··· Given information ···
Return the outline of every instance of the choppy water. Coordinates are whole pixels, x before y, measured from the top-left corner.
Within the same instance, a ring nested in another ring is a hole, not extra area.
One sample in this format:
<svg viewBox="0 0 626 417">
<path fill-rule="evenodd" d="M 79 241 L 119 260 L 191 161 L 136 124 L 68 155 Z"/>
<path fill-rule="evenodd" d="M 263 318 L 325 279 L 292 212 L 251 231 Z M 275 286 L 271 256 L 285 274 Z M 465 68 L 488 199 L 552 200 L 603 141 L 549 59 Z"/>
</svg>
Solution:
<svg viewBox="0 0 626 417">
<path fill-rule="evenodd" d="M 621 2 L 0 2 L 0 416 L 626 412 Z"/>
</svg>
···
Copy all the entries above in full, requests included, and raise every number in their answers (the viewBox values and the outline coordinates) by 45. Leave the numbers in the requests and their format samples unchanged.

Return the outline of every instance of the choppy water. Coordinates are whole pixels, x before y, measured from the top-left corner.
Within the same instance, a ring nested in another ring is a hole, not extra area.
One sample in this format:
<svg viewBox="0 0 626 417">
<path fill-rule="evenodd" d="M 79 241 L 119 260 L 191 161 L 136 124 L 68 155 Z"/>
<path fill-rule="evenodd" d="M 263 318 L 325 279 L 292 212 L 251 231 Z M 275 286 L 271 256 L 285 274 Z M 465 68 L 488 199 L 552 200 L 603 141 L 549 59 Z"/>
</svg>
Solution:
<svg viewBox="45 45 671 462">
<path fill-rule="evenodd" d="M 666 47 L 45 47 L 45 461 L 671 457 Z"/>
</svg>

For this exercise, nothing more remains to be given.